— start Given information —

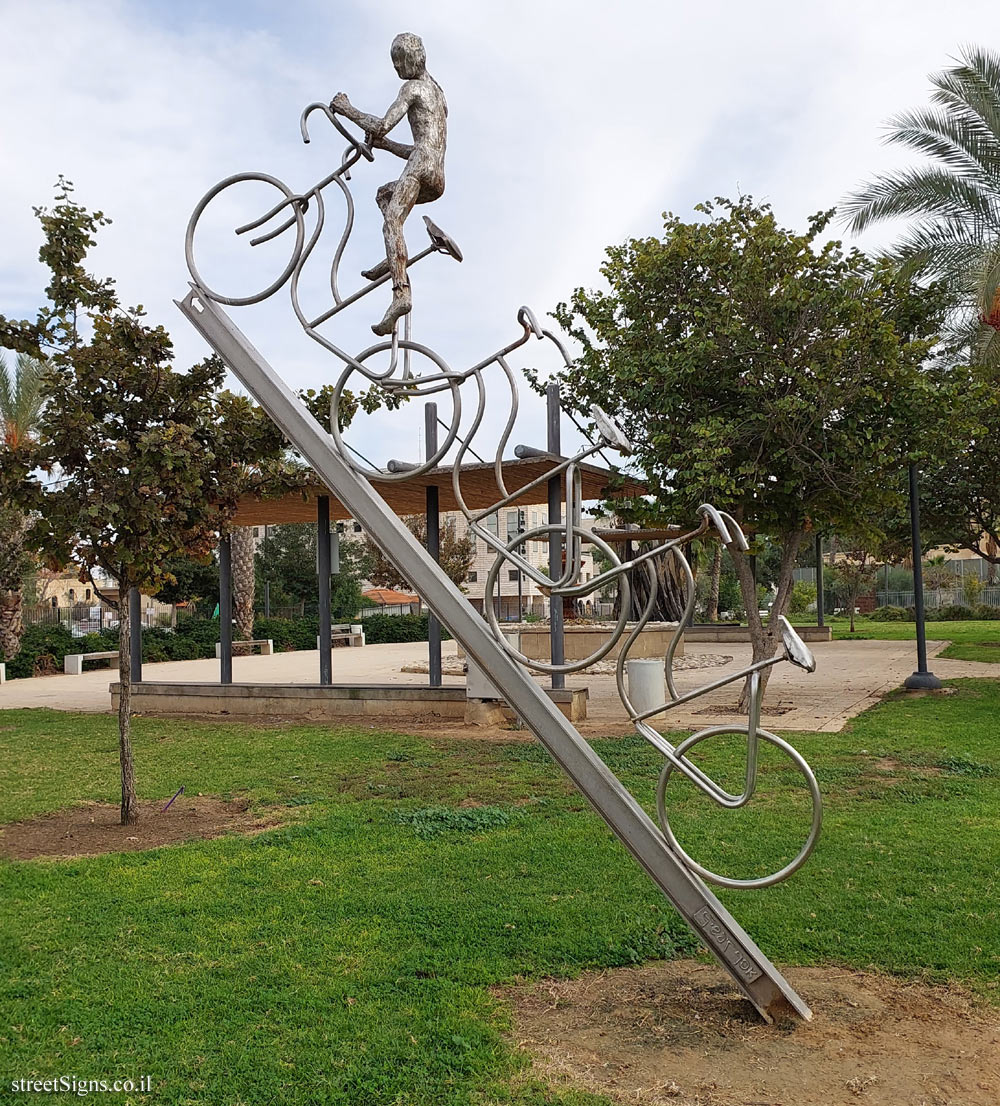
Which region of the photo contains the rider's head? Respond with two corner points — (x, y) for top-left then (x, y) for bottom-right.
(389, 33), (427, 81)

— end Given information —
— start Given information —

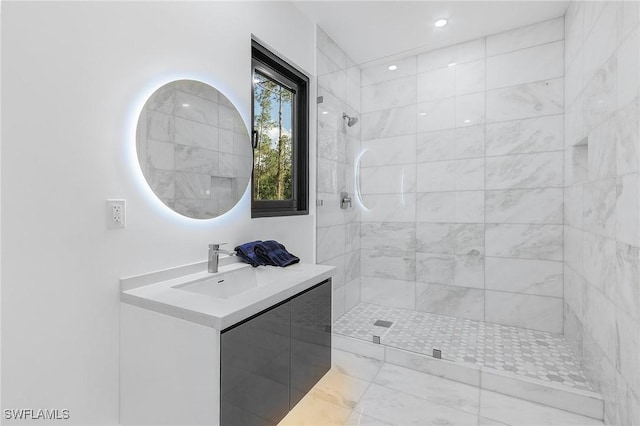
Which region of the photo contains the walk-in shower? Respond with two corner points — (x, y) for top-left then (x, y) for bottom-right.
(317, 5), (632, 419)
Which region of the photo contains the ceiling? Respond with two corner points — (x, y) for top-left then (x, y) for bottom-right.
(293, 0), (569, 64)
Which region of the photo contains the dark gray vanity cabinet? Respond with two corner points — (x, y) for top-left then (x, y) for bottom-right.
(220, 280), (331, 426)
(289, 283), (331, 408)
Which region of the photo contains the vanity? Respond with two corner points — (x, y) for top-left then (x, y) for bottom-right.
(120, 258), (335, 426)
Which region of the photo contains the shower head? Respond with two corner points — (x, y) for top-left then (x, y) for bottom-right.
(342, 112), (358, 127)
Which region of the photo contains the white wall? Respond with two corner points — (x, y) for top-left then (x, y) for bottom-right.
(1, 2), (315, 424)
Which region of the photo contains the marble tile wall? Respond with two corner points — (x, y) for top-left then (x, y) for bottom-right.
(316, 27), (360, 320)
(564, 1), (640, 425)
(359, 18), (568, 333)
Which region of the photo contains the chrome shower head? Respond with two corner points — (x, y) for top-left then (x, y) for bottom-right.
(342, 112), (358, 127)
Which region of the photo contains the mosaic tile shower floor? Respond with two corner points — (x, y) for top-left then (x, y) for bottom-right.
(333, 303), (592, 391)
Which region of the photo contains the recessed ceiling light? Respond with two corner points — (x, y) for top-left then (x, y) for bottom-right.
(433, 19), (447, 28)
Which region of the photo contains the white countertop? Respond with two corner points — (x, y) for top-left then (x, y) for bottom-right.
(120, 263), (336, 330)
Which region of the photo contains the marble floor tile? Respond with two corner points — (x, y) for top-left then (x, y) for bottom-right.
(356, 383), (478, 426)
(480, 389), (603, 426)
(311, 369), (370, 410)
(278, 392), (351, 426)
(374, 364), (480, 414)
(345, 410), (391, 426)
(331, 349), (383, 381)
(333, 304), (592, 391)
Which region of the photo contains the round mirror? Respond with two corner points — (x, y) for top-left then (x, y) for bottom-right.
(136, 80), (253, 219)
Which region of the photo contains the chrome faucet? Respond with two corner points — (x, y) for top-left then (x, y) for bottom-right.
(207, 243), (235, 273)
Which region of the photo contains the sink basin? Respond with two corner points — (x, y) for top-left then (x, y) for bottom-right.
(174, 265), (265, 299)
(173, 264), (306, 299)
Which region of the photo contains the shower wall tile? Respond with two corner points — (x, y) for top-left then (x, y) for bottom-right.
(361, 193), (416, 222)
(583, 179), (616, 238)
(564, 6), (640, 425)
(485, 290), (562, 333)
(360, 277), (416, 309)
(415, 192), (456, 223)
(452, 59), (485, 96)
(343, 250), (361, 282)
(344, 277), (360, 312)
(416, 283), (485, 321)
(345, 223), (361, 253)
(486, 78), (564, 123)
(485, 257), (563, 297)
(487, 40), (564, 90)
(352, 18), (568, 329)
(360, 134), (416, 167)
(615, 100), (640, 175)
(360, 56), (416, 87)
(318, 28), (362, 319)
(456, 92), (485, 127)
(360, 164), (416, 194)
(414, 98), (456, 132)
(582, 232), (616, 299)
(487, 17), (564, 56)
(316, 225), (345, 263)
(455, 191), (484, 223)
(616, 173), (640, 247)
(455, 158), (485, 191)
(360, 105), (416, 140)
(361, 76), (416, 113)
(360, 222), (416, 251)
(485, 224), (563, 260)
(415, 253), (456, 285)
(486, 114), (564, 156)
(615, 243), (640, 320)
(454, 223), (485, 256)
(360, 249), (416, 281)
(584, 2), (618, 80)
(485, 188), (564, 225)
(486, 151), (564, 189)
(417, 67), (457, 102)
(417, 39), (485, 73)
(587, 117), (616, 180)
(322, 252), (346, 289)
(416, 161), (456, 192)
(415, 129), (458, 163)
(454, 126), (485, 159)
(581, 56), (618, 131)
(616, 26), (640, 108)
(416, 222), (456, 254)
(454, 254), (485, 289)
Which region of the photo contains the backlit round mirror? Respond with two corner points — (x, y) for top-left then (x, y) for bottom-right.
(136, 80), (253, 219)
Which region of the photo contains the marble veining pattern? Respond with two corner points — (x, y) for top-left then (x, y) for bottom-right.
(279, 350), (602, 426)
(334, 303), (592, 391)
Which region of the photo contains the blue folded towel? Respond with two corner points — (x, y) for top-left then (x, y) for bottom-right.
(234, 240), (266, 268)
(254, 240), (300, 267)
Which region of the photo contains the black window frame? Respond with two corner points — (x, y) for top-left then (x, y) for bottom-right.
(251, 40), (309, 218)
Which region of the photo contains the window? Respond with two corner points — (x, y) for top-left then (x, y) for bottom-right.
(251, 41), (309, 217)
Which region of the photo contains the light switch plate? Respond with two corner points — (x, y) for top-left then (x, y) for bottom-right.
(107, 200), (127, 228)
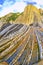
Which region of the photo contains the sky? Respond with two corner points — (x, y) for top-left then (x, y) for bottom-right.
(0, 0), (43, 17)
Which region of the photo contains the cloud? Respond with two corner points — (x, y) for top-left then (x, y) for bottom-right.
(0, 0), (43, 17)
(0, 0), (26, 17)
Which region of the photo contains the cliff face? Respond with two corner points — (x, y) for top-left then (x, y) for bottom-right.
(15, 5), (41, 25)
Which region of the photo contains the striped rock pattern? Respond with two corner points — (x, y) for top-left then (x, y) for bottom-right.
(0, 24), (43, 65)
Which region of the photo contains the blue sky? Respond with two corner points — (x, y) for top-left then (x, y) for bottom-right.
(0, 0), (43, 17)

— end Given information —

_Given problem_.
Reproduce the listing from the line containing "Which region of the photo contains the shower head?" through the line containing "(120, 263), (336, 330)", swapping every occurrence of "shower head" for "showerhead" and leaving all else unchanged.

_Response to this task_.
Which region of the photo contains the showerhead? Respond with two corner points — (x, y) for top-left then (x, y) for bottom-right.
(342, 112), (358, 127)
Which region of the photo contains the white wall? Respond with two corner points — (x, y) for top-left then (x, y) for bottom-right.
(1, 2), (315, 424)
Which region of the photo contains the marble tile wall? Respond with two corner points — (x, y) for top-left then (x, y) for bottom-right.
(316, 27), (360, 320)
(564, 1), (640, 425)
(359, 18), (568, 333)
Which region of the photo contains the chrome showerhead? Respond with two corner points — (x, y) for top-left then (x, y) for bottom-right.
(342, 112), (358, 127)
Which region of the photo contains the mosaic tile shower floor? Respond with two corner points — (x, y) for top-left then (x, y) for bottom-right.
(333, 303), (592, 391)
Which region of the photo contains the recessed ceiling light? Respond with two corner points — (x, y) for top-left then (x, y) for bottom-right.
(433, 19), (447, 28)
Which region of the photo contains the white countertop? Respond with two corner points — (x, y) for top-left then (x, y) for bottom-right.
(120, 263), (336, 330)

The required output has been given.